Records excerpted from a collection
§

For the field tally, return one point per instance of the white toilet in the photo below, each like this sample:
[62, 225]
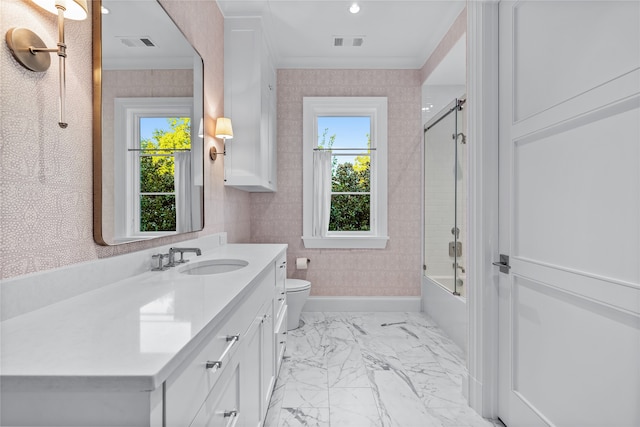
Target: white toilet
[297, 293]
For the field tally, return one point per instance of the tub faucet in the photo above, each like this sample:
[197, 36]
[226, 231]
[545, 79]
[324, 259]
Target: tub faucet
[172, 255]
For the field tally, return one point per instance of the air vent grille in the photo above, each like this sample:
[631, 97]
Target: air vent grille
[348, 41]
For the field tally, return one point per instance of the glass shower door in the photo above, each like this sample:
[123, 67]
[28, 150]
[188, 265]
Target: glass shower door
[444, 198]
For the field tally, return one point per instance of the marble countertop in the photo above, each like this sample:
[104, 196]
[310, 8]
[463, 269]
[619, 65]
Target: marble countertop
[129, 335]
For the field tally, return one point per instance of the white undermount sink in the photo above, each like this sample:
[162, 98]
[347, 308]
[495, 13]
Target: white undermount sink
[214, 266]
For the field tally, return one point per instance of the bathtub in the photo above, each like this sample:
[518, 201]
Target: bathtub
[447, 310]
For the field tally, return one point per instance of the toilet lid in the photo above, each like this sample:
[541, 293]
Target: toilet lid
[297, 284]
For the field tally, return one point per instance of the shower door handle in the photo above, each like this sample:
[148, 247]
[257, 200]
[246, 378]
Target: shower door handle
[503, 264]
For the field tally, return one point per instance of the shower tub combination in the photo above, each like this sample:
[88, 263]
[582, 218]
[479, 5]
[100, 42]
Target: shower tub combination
[444, 279]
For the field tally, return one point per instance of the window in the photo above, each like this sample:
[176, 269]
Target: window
[154, 151]
[345, 172]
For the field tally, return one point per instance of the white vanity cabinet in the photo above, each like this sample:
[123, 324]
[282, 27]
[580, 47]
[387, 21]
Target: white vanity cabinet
[244, 344]
[280, 311]
[250, 162]
[111, 370]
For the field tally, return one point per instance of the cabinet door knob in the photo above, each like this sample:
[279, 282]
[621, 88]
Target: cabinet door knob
[233, 417]
[217, 364]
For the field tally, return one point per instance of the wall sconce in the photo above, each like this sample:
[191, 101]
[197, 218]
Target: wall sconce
[224, 131]
[31, 52]
[201, 129]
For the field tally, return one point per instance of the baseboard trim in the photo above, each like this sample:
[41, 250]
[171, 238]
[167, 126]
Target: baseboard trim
[363, 304]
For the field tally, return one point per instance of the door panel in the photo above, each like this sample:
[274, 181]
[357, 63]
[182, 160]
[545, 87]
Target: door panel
[559, 50]
[569, 213]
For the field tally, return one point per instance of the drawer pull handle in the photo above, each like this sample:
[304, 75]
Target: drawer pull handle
[233, 417]
[217, 364]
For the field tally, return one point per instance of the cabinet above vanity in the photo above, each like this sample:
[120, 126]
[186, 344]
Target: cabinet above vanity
[250, 162]
[163, 348]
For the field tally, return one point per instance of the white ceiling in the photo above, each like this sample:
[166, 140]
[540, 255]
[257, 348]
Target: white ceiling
[397, 33]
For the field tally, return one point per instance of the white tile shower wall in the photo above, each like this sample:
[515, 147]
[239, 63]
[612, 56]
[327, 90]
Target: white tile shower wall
[46, 212]
[277, 217]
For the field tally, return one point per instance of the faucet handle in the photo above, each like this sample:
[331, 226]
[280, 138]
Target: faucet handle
[160, 258]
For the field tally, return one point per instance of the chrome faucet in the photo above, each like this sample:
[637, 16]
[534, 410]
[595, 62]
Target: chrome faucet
[456, 265]
[172, 255]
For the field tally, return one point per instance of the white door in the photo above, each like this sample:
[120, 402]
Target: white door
[569, 308]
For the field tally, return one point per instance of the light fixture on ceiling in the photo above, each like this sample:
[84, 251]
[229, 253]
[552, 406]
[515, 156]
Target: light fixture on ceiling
[224, 131]
[32, 53]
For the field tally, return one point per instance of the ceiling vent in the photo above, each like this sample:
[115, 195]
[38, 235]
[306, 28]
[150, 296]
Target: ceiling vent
[348, 41]
[134, 41]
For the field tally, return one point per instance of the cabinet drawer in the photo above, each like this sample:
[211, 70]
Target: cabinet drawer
[281, 337]
[185, 394]
[187, 389]
[221, 408]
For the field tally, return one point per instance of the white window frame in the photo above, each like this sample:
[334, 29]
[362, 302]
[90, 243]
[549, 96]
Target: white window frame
[376, 109]
[128, 112]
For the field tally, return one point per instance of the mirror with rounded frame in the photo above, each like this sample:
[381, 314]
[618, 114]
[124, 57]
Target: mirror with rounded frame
[148, 109]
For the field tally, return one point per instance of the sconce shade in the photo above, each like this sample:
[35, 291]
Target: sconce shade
[73, 9]
[223, 128]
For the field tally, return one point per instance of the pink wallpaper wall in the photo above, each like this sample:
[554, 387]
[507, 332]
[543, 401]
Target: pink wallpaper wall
[46, 173]
[394, 271]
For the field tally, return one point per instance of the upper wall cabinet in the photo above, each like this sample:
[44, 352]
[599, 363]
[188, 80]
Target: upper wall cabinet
[250, 101]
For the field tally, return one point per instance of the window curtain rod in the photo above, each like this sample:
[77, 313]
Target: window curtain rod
[350, 149]
[159, 149]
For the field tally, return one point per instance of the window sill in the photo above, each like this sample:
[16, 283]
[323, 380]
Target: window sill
[346, 242]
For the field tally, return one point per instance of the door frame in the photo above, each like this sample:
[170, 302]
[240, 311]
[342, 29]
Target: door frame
[483, 129]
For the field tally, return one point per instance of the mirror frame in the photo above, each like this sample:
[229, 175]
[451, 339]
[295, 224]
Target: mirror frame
[96, 35]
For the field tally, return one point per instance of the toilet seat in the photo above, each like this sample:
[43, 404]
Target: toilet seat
[297, 285]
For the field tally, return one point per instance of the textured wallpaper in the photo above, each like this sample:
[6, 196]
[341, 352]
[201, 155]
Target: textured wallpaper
[394, 271]
[46, 173]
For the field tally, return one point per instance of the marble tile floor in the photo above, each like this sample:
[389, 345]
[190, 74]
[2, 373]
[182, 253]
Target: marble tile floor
[348, 370]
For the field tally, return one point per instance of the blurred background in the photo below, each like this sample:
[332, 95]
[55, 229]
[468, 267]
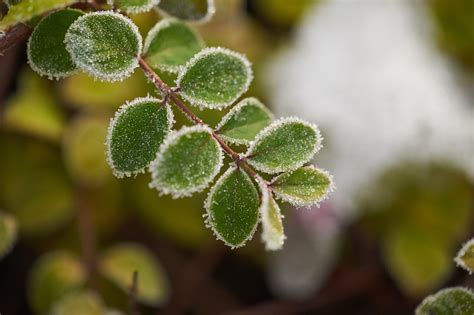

§

Show every line of the records above that contains the word "sink", copying each line in full. Case counts.

For the field tally, return one point per instance of the white undermount sink in the photo above, each like this sample:
Target: white undermount sink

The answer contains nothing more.